CHALLENGE
Find the line containing "the red paper" in the material below; copy that line and all following lines exactly.

+ + + +

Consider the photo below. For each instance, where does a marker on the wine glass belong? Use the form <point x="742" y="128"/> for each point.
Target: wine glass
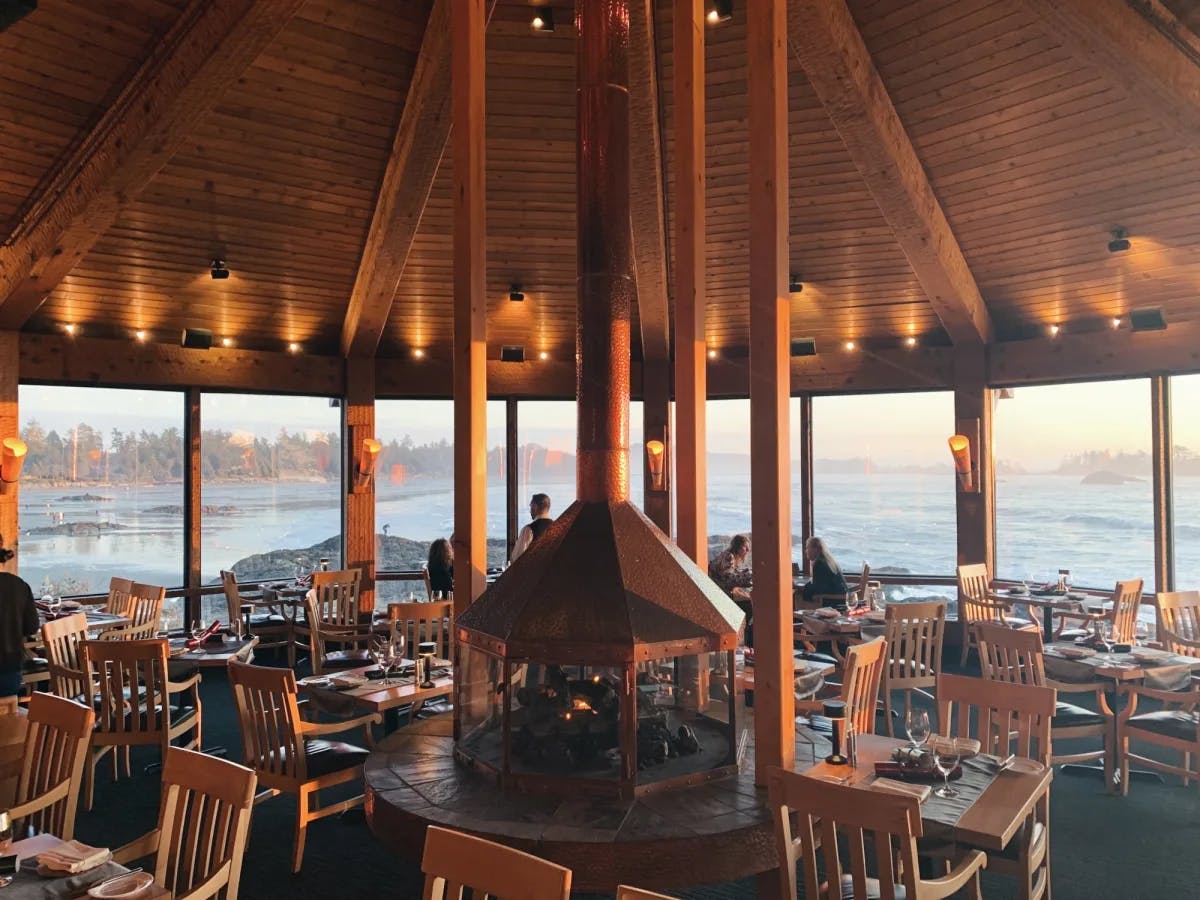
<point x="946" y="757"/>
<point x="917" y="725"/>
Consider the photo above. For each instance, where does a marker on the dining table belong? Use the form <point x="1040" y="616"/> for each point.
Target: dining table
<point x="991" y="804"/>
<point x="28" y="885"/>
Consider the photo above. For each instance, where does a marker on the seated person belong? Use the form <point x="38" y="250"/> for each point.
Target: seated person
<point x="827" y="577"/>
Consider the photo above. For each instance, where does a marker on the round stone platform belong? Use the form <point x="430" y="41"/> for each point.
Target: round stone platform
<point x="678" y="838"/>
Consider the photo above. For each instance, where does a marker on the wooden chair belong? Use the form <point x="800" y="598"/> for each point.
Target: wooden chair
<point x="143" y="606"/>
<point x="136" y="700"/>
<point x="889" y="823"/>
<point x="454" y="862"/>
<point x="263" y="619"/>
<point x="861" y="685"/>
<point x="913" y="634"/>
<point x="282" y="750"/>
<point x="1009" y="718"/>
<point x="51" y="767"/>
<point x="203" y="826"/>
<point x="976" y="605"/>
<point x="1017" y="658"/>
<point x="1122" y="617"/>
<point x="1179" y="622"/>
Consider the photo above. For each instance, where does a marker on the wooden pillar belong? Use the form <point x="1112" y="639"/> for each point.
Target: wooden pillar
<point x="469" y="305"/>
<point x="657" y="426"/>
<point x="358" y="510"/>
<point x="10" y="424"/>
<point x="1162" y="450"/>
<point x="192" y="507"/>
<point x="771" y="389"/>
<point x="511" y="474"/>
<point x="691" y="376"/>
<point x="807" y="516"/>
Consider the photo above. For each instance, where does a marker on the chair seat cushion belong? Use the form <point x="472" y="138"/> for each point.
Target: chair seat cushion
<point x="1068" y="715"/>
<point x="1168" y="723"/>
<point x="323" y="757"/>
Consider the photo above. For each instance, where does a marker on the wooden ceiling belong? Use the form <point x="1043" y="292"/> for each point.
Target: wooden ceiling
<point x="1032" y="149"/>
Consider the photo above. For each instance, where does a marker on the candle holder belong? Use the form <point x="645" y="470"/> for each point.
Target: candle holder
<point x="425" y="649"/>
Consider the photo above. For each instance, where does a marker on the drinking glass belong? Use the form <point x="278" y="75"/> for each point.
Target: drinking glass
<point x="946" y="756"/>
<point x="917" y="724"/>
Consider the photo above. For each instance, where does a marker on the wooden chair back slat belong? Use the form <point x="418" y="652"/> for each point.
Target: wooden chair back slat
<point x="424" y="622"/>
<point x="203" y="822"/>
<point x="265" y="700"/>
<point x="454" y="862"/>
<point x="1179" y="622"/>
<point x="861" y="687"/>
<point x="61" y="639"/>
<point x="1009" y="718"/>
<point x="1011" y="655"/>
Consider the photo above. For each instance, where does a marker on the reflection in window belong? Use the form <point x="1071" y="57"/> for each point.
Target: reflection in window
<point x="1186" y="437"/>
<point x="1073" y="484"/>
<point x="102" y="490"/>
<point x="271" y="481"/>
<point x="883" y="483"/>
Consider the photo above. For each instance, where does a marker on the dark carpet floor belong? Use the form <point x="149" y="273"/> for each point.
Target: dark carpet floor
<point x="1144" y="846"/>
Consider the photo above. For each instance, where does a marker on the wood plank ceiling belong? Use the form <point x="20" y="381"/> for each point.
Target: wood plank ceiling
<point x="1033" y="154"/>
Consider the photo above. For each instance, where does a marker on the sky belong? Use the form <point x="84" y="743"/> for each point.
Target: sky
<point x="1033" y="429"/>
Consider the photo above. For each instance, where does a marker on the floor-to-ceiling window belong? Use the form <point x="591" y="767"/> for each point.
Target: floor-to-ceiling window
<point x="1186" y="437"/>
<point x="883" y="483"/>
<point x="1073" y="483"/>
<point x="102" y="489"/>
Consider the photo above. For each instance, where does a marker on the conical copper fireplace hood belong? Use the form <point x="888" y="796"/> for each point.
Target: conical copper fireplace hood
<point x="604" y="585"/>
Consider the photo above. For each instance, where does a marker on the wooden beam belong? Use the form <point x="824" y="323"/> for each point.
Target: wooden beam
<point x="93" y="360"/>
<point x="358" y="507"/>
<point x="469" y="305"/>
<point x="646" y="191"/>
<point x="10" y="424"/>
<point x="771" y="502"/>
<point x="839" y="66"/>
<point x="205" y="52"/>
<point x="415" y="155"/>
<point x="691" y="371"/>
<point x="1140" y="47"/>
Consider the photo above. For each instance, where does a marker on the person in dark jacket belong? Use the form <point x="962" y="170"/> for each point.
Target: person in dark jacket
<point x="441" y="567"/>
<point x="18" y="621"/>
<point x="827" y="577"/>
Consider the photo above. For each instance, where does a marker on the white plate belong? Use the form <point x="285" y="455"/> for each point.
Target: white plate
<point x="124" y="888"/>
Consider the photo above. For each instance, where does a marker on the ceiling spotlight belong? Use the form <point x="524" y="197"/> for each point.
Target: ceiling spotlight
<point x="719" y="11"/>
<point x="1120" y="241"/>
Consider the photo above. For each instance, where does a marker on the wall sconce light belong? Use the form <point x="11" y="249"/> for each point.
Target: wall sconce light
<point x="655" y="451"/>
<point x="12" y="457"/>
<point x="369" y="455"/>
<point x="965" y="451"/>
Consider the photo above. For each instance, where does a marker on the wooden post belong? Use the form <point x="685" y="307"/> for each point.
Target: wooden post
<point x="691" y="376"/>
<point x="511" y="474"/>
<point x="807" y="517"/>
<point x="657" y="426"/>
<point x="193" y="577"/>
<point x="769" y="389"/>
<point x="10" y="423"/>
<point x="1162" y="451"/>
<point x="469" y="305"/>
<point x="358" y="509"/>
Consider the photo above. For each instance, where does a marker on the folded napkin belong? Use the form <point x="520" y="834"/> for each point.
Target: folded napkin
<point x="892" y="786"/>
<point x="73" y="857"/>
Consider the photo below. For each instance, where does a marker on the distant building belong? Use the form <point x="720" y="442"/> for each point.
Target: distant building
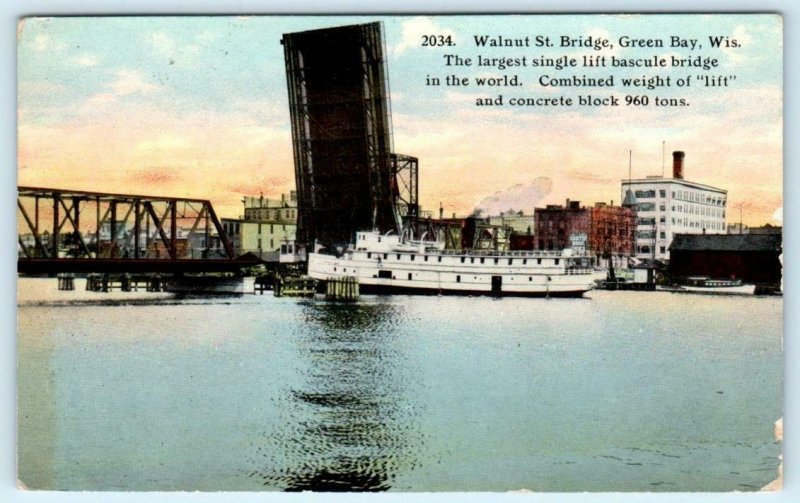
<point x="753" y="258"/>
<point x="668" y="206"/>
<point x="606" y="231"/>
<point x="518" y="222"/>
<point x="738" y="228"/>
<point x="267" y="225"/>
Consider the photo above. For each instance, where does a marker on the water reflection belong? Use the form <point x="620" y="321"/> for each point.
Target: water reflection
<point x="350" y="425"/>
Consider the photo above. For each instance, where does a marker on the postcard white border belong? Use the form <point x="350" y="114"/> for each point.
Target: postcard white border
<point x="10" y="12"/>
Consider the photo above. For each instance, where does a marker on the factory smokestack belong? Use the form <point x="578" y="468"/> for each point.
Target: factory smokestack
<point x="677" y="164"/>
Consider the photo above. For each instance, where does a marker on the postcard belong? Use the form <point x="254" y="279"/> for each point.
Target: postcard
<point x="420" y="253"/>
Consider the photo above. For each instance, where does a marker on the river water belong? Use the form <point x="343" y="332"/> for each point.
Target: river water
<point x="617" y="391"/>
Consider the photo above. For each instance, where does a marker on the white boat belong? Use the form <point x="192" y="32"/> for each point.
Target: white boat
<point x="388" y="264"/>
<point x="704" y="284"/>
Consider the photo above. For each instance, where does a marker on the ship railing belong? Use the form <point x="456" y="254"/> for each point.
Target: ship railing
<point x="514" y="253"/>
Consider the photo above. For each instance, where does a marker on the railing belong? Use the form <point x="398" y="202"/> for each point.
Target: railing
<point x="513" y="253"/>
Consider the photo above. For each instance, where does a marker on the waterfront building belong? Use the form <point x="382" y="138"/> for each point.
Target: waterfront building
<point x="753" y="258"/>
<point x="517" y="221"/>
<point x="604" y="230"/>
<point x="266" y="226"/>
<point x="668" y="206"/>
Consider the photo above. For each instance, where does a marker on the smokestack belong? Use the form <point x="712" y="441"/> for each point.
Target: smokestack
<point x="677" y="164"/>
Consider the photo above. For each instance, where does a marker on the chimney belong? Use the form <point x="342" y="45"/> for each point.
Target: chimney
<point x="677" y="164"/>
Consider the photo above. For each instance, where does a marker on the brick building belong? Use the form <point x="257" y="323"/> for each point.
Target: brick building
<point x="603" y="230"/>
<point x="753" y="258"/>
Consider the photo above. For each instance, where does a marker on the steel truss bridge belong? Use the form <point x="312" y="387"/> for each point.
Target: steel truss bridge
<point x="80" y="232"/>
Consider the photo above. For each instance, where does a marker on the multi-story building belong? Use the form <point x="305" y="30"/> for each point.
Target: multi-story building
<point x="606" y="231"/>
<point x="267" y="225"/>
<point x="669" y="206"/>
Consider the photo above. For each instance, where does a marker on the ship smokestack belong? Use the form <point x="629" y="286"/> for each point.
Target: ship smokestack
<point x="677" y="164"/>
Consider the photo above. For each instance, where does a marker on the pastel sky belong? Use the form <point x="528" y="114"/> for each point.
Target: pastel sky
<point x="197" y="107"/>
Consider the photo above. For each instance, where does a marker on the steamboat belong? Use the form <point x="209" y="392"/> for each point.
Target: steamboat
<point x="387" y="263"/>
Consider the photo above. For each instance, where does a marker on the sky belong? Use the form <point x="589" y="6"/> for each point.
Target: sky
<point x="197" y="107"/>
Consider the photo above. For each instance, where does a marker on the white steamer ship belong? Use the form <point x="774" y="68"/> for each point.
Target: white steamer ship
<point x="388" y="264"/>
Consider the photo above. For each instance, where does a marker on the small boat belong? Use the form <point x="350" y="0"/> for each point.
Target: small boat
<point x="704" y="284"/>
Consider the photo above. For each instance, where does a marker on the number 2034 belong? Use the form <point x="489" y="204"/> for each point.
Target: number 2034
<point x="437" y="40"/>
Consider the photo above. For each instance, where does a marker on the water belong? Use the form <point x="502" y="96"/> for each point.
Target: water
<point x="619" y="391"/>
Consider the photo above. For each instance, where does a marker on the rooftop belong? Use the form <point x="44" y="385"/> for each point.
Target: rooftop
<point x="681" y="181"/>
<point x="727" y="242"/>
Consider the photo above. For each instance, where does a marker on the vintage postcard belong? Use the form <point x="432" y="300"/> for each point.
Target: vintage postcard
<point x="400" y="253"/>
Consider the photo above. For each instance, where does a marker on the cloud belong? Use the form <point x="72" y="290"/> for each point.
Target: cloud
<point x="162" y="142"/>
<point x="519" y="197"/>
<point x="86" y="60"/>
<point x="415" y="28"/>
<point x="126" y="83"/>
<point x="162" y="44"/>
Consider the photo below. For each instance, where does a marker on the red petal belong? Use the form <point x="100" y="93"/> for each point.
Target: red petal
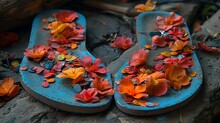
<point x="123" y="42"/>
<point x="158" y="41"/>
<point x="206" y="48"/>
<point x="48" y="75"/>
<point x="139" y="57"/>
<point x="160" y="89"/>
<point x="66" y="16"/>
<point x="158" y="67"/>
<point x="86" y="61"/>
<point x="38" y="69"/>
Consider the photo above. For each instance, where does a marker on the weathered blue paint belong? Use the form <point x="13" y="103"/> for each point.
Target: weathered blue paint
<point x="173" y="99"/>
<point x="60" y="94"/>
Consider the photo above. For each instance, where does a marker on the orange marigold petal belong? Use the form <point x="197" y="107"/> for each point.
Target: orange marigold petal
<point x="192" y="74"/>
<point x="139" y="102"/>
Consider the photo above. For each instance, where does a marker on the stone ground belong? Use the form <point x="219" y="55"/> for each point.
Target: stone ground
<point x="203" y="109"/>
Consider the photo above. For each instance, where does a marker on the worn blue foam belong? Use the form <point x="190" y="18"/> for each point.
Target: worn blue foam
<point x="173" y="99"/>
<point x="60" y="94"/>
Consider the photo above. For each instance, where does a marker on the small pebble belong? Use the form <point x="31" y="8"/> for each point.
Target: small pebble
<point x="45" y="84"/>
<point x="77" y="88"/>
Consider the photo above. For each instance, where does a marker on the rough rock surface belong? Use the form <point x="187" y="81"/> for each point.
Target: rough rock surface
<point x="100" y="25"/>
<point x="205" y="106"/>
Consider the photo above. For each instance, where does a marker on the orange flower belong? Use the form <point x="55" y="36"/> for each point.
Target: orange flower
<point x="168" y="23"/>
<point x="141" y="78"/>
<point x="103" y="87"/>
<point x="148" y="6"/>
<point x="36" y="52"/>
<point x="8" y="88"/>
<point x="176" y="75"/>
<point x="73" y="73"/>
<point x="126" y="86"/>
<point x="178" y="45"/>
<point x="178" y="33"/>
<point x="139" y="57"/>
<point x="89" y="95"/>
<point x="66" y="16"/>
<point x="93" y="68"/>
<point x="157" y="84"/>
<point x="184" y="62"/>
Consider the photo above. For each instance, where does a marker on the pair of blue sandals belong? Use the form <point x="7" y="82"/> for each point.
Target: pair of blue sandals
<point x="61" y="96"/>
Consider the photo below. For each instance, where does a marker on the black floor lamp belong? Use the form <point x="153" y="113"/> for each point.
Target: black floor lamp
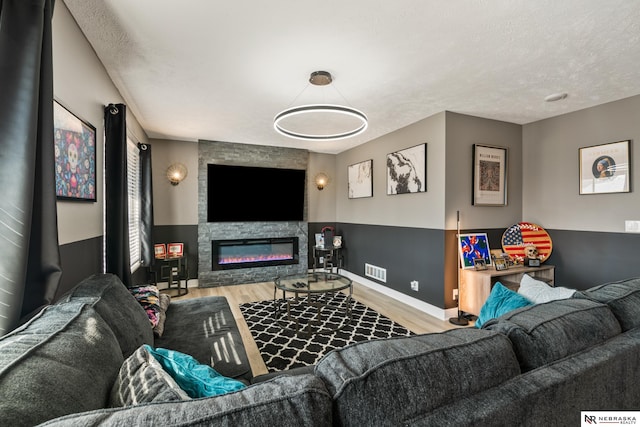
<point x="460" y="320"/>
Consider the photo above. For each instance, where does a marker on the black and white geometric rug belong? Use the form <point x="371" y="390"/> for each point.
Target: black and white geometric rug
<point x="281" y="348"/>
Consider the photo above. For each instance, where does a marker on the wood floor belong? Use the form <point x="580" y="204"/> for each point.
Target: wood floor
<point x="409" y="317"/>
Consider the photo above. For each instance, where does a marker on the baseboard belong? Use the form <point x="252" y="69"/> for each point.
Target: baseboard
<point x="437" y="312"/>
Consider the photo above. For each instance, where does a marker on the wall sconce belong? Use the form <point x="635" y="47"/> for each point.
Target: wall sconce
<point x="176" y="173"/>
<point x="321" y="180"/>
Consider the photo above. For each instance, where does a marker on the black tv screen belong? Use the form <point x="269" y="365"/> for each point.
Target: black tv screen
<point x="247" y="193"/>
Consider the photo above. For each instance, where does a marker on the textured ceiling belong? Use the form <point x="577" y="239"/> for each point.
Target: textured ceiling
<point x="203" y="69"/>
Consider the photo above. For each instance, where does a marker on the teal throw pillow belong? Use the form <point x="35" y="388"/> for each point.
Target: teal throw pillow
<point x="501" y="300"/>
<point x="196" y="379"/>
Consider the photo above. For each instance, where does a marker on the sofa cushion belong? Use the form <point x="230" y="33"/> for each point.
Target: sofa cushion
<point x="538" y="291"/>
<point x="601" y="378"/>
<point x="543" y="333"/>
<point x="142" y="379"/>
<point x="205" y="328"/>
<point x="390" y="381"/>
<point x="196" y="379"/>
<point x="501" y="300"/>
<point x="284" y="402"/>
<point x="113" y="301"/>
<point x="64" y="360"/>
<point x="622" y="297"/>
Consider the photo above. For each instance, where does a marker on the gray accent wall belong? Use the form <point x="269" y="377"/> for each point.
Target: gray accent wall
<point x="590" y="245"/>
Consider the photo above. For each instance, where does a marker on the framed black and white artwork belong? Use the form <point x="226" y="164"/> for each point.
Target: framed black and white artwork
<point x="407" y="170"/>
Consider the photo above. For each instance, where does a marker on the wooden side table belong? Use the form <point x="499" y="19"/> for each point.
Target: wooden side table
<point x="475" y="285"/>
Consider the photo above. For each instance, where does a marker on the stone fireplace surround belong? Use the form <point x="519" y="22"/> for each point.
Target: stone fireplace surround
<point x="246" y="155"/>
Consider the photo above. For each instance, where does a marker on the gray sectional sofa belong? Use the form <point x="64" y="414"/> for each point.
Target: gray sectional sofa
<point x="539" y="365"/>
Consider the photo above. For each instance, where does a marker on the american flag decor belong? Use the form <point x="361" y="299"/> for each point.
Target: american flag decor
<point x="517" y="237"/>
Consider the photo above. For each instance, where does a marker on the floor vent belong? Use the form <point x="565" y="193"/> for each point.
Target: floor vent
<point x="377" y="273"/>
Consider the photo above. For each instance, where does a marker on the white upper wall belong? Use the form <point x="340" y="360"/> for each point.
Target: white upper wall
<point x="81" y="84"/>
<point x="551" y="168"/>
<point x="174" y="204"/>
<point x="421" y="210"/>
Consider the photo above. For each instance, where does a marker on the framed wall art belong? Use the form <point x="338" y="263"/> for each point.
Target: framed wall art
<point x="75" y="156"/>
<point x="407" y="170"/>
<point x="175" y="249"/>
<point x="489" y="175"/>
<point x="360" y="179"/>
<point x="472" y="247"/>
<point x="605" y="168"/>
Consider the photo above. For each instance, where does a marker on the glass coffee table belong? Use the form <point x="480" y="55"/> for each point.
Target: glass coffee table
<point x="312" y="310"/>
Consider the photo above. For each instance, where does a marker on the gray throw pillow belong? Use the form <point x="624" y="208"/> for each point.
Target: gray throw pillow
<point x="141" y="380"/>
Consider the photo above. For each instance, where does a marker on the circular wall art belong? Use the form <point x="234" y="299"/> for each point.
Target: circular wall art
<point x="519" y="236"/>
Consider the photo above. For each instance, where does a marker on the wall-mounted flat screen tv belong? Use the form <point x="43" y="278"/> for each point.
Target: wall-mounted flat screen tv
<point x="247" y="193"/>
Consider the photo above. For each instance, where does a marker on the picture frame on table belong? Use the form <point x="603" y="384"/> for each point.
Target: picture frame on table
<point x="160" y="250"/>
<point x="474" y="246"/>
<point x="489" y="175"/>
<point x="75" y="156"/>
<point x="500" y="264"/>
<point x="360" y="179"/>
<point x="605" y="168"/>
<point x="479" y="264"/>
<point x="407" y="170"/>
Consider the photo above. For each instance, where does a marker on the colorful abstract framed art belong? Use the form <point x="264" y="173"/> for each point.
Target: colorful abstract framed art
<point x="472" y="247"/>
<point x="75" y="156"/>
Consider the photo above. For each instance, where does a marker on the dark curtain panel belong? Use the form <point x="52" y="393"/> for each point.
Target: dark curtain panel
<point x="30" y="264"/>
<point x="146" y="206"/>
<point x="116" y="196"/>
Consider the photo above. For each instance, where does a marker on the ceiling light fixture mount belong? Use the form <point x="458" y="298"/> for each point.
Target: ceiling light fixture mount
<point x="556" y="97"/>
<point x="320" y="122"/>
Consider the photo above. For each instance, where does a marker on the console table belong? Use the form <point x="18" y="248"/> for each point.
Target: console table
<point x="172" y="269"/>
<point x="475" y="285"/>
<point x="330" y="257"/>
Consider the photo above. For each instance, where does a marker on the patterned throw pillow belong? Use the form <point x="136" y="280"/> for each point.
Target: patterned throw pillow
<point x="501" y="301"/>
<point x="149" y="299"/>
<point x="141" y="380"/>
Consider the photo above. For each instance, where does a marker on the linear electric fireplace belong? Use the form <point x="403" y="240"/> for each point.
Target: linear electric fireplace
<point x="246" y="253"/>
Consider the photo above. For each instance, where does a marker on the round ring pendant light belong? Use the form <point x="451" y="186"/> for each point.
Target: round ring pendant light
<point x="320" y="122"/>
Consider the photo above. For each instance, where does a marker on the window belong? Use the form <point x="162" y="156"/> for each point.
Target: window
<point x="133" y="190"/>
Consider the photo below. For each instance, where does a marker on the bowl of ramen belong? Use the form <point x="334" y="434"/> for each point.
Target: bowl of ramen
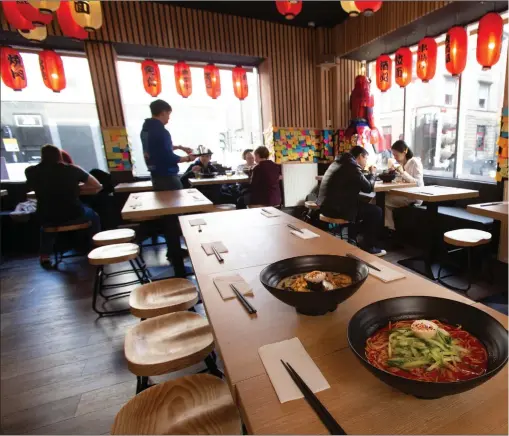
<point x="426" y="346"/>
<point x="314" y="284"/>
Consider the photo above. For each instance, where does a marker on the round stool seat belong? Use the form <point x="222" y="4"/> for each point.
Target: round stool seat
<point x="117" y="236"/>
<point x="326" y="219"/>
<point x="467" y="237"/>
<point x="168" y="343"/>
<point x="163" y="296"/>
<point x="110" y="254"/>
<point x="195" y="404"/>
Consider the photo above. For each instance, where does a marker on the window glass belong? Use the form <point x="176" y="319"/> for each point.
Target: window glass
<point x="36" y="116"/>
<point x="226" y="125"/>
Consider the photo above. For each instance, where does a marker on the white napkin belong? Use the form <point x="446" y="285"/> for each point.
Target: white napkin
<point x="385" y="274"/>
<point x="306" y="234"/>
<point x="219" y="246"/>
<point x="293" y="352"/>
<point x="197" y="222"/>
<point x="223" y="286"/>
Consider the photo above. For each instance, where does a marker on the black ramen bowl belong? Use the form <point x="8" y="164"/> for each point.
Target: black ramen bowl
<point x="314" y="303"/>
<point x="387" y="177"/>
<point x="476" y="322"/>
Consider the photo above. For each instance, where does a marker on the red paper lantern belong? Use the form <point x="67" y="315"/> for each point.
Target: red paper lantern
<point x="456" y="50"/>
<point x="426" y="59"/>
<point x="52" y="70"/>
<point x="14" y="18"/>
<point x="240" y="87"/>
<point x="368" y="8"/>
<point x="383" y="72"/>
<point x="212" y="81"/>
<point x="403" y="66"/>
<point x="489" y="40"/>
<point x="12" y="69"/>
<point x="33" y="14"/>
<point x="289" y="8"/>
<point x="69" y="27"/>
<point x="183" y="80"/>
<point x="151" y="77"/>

+ + + +

WRITTEN RESPONSE
Consider the photo above. For each instance, where does a marker on the red paper lantern belong? Use the form <point x="67" y="315"/> for each point.
Target: red paper lantern
<point x="456" y="50"/>
<point x="426" y="59"/>
<point x="52" y="70"/>
<point x="14" y="18"/>
<point x="240" y="87"/>
<point x="368" y="8"/>
<point x="383" y="72"/>
<point x="212" y="81"/>
<point x="403" y="66"/>
<point x="489" y="40"/>
<point x="12" y="69"/>
<point x="33" y="14"/>
<point x="289" y="8"/>
<point x="69" y="27"/>
<point x="183" y="80"/>
<point x="151" y="77"/>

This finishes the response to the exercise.